(Image annotation data)

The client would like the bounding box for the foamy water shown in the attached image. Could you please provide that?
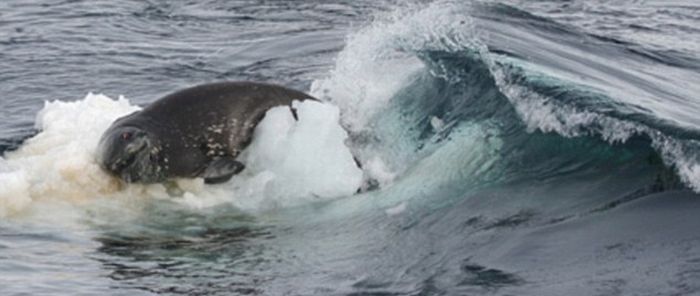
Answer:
[0,94,363,217]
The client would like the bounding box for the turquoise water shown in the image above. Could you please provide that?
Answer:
[0,0,700,295]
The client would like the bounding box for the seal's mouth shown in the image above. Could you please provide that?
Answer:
[107,141,148,183]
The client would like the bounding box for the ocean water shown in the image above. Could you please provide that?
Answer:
[0,0,700,295]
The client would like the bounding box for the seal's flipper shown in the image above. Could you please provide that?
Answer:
[201,157,245,184]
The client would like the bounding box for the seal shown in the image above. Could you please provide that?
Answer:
[97,82,316,184]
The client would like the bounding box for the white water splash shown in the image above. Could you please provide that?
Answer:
[0,94,363,217]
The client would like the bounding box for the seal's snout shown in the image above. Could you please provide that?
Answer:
[97,127,150,182]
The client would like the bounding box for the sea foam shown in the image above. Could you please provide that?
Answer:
[0,94,363,217]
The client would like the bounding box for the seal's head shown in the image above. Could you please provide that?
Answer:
[97,126,165,183]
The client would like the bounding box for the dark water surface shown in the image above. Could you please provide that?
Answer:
[0,0,700,295]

**TO DO:** Rewrite the lines above with "client" changed to "customer" everywhere and nothing else altered, leaving out the pictures.

**ANSWER TO THIS TASK:**
The customer would like the bounding box for the foamy water shown in the attached image. Could you please provide that?
Answer:
[0,94,363,217]
The customer would like the bounding box for the turquoise water shown in the image above. Could you please provide that?
Answer:
[0,0,700,295]
The customer would like the bounding box for the seal's mouth shown in the image above. Could you please provide that?
Answer:
[107,141,148,183]
The customer would like the bounding box for the ocean water shown in the image above. Could you please provide that?
Answer:
[0,0,700,295]
The customer would like the bounding box for the seal's flipper shown in the image above. Could you please provide that?
Answer:
[201,157,245,184]
The customer would like the bounding box for the seal shown in the image above. Could you please provide that?
Answer:
[97,82,316,184]
The customer would like the bounding box for the white water splash shown in the image above. Could you please provide that?
Answer:
[0,94,363,217]
The customer would like the bounding box for the seal's snout shown in the image above. Could you please provide that?
Answer:
[97,127,150,182]
The customer would like the bounding box for the sea foam shown in the image above. Could you please provide that?
Answer:
[0,94,363,217]
The customer would like the bounding box for the seal's head shown in the image above. Could you please provide that?
Answer:
[97,126,165,183]
The customer would like the bounding box for the dark water surface shown in the image above. Could you please provide that?
Answer:
[0,0,700,295]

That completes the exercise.